ARTICLE:
# convict info please



## zygapophysis (Jul 16, 2004)

this may have been asked in the past so sorry, but i was wondering how many convocts i can keep in a 20 gallon how big do they get and what can i keep with them, cory cats, tiger barbs, plecos, also what should i feed them, i plan on picking some up next weekend thanks for all the help


----------



## elTwitcho (Jun 22, 2004)

Assuming it's a 20 long like in your sig you can get either 1 breeding pair, 3 females or *maybe* two males. You could go with a male and two females but then when breeding starts you're going to have idiot con aggression issues. For some people it's an entertaining display, for me its a pain in the ass that I'd like to avoid but everyone's preferences are different.

For tankmates I'd suggest maybe some Chinese Algae Eaters, or some kind of pleco that won't grow too big and actually eats algea. As most of the food you'll be feeding is the floating kind I wouldn't bother with any kind of catfish or cory since the bottom will be fairly clean anyhow. I'd strongly strongly reccomend dither fish, such as a school of tetras, danios or tiger barbs. My convict tank was very boring and everyone hid in their caves until I added dithers, now the tank is nonstop activity. Feed them Hikari Gold Color Enhancing Pellets, that's what mine are on and they're healthy and have beatiful colors. It costs slightly more but in the end it really doesn't add up to much more of a significant investment.


----------



## Burf (Nov 3, 2003)

> I'd strongly strongly reccomend dither fish, such as a school of tetras, danios or tiger barbs.


i'd definatly reccomend tiger barbs


----------



## MR.FREEZ (Jan 26, 2004)

more sh*t to look over


----------



## lemmywinks (Jan 25, 2004)

get a pair, they are very cool. and in a 20g you cant really keep much w/ a pair. they will not even allow dither fish to live with them once they get about 3-4" long. feed them a variety of pellets, earthworms, krill, and blood worms.


----------



## BootyBandit (Aug 29, 2004)

My favorite "dither fish" are Giant Danios they are really quick 4 of them should be fine with a pair of convicts


----------



## zygapophysis (Jul 16, 2004)

well if i just got one pair would they breed? i kinda want them to seeing that it would be cool to watch and p food!, also id definatly like to add some tiger babrbs cause i love them!, how big will teh convicts get>?

WORK TO COMPLETE:
In the thread about convicts, which food does elTwitcho say to feed them?

DATA SECTION:
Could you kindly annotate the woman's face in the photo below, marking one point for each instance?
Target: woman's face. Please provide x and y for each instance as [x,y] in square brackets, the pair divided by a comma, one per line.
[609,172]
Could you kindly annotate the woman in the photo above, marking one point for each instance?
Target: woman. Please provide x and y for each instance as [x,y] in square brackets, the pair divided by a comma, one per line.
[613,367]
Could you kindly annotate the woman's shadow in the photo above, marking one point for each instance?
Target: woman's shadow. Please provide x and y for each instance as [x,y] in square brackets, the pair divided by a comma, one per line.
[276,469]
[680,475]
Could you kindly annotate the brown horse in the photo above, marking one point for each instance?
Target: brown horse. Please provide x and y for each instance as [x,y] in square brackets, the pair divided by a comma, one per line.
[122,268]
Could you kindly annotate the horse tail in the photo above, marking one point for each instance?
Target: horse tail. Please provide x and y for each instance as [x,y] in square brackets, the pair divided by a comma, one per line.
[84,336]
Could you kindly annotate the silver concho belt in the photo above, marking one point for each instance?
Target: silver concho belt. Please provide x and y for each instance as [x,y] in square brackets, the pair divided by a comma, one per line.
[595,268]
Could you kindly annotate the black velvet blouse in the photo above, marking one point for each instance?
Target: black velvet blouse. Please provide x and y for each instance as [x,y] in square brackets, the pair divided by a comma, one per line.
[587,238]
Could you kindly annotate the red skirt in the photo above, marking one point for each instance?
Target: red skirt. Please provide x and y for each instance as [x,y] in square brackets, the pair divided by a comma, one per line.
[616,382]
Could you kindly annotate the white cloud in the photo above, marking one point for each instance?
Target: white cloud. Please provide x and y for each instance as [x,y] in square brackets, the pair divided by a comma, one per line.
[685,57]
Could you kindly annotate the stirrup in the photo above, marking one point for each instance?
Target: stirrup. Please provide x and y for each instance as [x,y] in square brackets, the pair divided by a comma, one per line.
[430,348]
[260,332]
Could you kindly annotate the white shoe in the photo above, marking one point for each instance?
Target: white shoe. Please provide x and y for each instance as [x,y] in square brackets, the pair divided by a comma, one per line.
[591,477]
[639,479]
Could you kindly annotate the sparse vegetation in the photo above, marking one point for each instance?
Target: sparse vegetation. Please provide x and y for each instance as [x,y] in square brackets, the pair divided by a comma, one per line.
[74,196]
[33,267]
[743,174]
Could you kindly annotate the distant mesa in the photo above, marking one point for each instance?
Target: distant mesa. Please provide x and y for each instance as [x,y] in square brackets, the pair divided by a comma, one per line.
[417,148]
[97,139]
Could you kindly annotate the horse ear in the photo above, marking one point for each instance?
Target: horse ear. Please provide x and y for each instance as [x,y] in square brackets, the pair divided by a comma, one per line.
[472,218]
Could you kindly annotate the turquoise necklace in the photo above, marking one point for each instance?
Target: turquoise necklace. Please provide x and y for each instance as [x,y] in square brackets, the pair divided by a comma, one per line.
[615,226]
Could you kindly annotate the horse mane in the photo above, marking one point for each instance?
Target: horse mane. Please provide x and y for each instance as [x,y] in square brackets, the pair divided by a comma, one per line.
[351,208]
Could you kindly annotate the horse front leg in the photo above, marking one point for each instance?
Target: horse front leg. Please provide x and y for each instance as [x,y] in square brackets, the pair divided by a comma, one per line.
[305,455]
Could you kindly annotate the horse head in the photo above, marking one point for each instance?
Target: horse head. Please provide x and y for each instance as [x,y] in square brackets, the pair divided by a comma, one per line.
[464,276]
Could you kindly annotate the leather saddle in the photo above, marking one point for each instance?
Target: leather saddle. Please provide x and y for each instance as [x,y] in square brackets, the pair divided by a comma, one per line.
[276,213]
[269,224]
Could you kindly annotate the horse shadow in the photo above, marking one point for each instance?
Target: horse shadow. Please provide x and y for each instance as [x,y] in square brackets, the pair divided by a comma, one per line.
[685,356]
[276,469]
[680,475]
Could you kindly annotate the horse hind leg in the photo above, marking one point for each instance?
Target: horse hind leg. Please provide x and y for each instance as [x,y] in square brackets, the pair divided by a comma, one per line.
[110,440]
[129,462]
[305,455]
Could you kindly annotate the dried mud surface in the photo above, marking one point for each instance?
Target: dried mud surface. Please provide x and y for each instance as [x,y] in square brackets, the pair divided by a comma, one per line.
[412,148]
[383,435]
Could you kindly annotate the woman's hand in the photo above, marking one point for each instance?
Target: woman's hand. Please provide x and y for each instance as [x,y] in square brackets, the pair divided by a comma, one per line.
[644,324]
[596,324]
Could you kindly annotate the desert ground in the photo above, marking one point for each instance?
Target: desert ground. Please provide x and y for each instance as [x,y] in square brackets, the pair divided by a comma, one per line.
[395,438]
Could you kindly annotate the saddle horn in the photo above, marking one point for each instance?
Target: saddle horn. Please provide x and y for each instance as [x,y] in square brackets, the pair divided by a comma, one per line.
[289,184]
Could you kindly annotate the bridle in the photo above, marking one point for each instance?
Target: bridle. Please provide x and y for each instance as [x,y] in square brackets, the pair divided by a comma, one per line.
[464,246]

REPLY TO THE TASK:
Hikari Gold Color Enhancing Pellets.